Task brief
The required output is the lines below from the line containing "Query: front wheel" to the line containing "on hood, one point per instance.", inclusive, retyped exactly. No other lines belong in it.

Supplied material

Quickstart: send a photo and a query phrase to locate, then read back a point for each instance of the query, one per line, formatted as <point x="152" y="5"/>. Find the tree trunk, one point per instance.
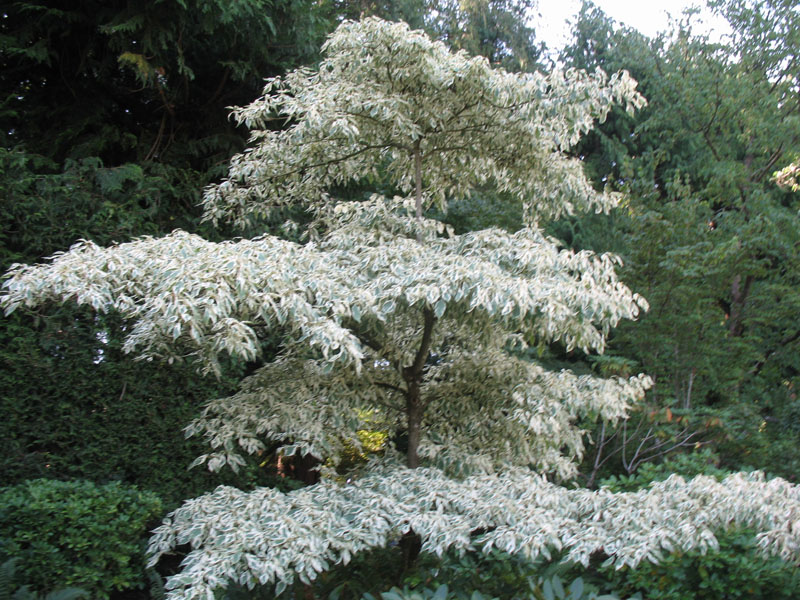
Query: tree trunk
<point x="413" y="376"/>
<point x="739" y="294"/>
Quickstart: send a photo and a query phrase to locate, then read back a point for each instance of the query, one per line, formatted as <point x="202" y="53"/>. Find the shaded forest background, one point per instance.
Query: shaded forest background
<point x="113" y="117"/>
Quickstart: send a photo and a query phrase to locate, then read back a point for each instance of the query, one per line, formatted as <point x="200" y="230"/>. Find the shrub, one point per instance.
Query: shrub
<point x="77" y="534"/>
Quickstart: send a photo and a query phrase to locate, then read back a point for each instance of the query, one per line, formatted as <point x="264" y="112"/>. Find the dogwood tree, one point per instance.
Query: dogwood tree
<point x="390" y="320"/>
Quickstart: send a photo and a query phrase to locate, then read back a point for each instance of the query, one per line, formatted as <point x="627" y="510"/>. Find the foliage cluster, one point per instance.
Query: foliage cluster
<point x="706" y="237"/>
<point x="77" y="534"/>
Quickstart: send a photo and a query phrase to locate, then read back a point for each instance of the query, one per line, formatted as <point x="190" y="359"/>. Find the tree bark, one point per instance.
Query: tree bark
<point x="413" y="376"/>
<point x="739" y="294"/>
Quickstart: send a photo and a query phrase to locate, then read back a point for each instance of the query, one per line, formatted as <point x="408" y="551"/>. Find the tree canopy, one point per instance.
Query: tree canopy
<point x="386" y="316"/>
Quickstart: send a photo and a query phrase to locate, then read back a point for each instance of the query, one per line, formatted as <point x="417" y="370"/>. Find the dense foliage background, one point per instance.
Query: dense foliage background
<point x="113" y="117"/>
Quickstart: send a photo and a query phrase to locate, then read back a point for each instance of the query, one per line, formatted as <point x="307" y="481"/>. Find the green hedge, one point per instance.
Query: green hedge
<point x="76" y="533"/>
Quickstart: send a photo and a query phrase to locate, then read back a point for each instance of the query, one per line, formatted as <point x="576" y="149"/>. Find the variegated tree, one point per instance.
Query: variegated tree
<point x="390" y="320"/>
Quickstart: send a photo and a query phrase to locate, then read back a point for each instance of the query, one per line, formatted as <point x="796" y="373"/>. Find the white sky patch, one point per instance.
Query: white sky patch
<point x="648" y="16"/>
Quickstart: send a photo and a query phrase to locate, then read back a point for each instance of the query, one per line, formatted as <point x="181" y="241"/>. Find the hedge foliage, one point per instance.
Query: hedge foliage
<point x="77" y="534"/>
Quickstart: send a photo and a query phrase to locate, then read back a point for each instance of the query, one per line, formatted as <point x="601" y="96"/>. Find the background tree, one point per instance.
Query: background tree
<point x="707" y="236"/>
<point x="385" y="314"/>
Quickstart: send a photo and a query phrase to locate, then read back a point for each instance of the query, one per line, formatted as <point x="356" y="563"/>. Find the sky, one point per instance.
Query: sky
<point x="648" y="16"/>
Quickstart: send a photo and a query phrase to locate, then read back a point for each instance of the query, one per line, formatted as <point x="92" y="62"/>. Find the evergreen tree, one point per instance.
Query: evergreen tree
<point x="389" y="319"/>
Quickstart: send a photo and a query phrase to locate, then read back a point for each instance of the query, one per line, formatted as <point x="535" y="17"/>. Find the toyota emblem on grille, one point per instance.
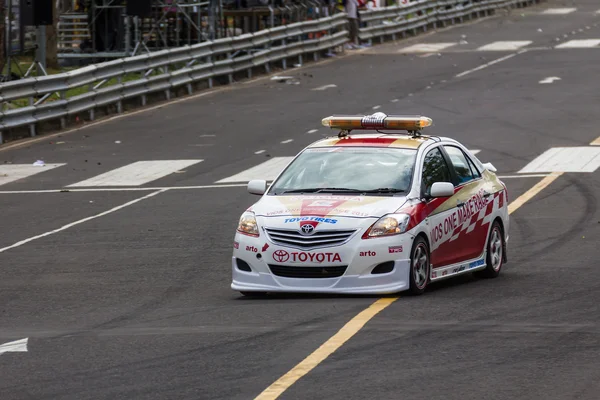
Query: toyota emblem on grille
<point x="307" y="229"/>
<point x="281" y="255"/>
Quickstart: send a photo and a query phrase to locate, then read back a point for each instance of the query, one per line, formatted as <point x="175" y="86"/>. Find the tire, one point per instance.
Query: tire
<point x="495" y="253"/>
<point x="254" y="294"/>
<point x="420" y="266"/>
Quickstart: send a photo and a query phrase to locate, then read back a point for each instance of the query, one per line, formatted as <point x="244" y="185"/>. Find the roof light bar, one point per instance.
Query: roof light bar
<point x="377" y="121"/>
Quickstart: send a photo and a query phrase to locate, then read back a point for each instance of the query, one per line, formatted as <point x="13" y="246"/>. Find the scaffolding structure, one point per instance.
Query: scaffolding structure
<point x="101" y="29"/>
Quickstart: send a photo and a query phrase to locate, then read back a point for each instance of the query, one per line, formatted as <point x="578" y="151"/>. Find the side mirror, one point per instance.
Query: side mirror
<point x="442" y="189"/>
<point x="257" y="186"/>
<point x="490" y="167"/>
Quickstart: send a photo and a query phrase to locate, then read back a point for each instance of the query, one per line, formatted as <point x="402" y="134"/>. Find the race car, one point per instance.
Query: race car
<point x="382" y="210"/>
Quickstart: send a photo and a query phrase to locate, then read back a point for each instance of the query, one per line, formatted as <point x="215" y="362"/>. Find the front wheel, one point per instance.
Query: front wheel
<point x="495" y="253"/>
<point x="419" y="266"/>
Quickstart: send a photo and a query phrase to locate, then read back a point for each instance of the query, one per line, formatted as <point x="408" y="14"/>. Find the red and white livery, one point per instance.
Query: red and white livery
<point x="372" y="213"/>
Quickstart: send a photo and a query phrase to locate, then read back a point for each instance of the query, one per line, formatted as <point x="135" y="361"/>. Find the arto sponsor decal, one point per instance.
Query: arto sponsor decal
<point x="395" y="249"/>
<point x="302" y="256"/>
<point x="445" y="229"/>
<point x="367" y="253"/>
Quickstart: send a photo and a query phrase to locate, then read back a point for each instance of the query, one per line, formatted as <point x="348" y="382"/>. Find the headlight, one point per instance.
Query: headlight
<point x="247" y="224"/>
<point x="388" y="225"/>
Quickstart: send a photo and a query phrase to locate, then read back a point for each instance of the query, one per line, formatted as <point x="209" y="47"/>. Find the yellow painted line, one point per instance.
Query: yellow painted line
<point x="330" y="346"/>
<point x="528" y="195"/>
<point x="357" y="323"/>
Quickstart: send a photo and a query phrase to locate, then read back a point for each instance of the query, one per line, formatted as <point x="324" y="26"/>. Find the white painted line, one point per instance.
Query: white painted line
<point x="426" y="47"/>
<point x="550" y="79"/>
<point x="267" y="170"/>
<point x="325" y="87"/>
<point x="579" y="44"/>
<point x="565" y="159"/>
<point x="559" y="11"/>
<point x="14" y="172"/>
<point x="143" y="189"/>
<point x="505" y="45"/>
<point x="81" y="221"/>
<point x="18" y="346"/>
<point x="137" y="173"/>
<point x="486" y="65"/>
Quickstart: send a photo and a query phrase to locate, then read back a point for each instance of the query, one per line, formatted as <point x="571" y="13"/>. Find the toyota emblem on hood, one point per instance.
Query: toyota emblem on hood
<point x="307" y="229"/>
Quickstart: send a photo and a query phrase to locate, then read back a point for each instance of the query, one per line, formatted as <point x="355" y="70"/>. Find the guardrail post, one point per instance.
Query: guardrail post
<point x="210" y="82"/>
<point x="31" y="126"/>
<point x="119" y="103"/>
<point x="284" y="60"/>
<point x="229" y="76"/>
<point x="63" y="121"/>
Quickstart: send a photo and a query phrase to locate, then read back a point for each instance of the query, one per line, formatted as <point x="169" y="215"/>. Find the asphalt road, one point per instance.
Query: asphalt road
<point x="126" y="296"/>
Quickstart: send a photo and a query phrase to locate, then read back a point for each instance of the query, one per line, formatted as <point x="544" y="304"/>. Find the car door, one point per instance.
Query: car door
<point x="470" y="232"/>
<point x="436" y="169"/>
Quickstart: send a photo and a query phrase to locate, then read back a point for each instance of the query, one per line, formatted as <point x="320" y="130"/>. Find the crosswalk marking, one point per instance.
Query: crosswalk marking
<point x="559" y="11"/>
<point x="565" y="159"/>
<point x="579" y="44"/>
<point x="267" y="171"/>
<point x="137" y="173"/>
<point x="426" y="47"/>
<point x="14" y="172"/>
<point x="505" y="45"/>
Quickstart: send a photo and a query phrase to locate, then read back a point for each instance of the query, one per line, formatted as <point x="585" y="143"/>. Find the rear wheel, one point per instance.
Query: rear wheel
<point x="419" y="266"/>
<point x="495" y="253"/>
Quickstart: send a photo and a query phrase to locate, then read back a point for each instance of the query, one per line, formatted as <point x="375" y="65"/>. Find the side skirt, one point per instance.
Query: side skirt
<point x="441" y="273"/>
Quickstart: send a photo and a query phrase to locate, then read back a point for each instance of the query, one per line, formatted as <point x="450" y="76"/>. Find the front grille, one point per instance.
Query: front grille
<point x="288" y="271"/>
<point x="293" y="238"/>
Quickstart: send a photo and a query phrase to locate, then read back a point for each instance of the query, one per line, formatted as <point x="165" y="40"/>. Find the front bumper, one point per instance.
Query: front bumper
<point x="258" y="270"/>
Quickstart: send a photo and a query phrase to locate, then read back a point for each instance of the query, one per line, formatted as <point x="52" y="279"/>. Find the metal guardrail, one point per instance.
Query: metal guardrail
<point x="167" y="70"/>
<point x="173" y="68"/>
<point x="391" y="21"/>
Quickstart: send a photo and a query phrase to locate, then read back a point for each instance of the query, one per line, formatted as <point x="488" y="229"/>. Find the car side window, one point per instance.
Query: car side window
<point x="474" y="169"/>
<point x="460" y="163"/>
<point x="435" y="169"/>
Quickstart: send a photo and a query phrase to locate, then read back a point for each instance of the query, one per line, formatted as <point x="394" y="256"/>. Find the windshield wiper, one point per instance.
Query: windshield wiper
<point x="343" y="190"/>
<point x="383" y="190"/>
<point x="318" y="190"/>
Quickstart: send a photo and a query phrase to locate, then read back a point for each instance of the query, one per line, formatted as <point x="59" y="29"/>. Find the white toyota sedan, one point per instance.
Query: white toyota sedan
<point x="372" y="213"/>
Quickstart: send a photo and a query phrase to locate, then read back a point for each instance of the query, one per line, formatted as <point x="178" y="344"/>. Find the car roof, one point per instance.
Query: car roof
<point x="403" y="141"/>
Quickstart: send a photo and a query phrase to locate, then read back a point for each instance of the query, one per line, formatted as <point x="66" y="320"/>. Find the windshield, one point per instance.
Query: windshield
<point x="348" y="169"/>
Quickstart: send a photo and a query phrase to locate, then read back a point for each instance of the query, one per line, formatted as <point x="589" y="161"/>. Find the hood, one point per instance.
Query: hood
<point x="327" y="206"/>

Solution for this task
Query: front wheel
<point x="495" y="253"/>
<point x="419" y="266"/>
Quickstart: send a photo and a query phrase to locate, then read back a point for each instance of the query, one per line, formatted as <point x="408" y="14"/>. Find the red and white livery, one point per instance.
Query: red and white livery
<point x="372" y="213"/>
Quickstart: send a photo and a query phrase to locate, then read back a point for each instance of the query, one per line, formatted as <point x="135" y="361"/>. Find the arto sponsor decal, one point per instance.
Query: arto sponsor decal
<point x="395" y="249"/>
<point x="302" y="256"/>
<point x="445" y="229"/>
<point x="367" y="253"/>
Quickstart: send a photo and a query phrase to locate, then read back a point for each instance of the query, one per line, formatted as <point x="348" y="382"/>. Find the headlight, one point per instance.
Query: headlight
<point x="247" y="224"/>
<point x="388" y="225"/>
Quickstart: send a photo and a query phrase to locate, then read back a point for each instance of the query, one per line, formatted as <point x="209" y="47"/>. Find the yellow painted line, one point per instance.
Query: yellow painted line
<point x="330" y="346"/>
<point x="528" y="195"/>
<point x="357" y="323"/>
Quickstart: send a photo and a query phrase to locate, then read back a point for each instance of the query, one per line, formatted as <point x="324" y="26"/>. Find the white painted line, one point per instance.
Query: white painted line
<point x="426" y="47"/>
<point x="550" y="79"/>
<point x="267" y="170"/>
<point x="325" y="87"/>
<point x="579" y="44"/>
<point x="565" y="159"/>
<point x="559" y="11"/>
<point x="14" y="172"/>
<point x="143" y="189"/>
<point x="505" y="45"/>
<point x="81" y="221"/>
<point x="18" y="346"/>
<point x="137" y="173"/>
<point x="486" y="65"/>
Quickstart: send a photo and a query phrase to locate, then read back a point for each instance of the query, one per line, formatted as <point x="571" y="13"/>. Find the toyota emblem on hood, one point per instance.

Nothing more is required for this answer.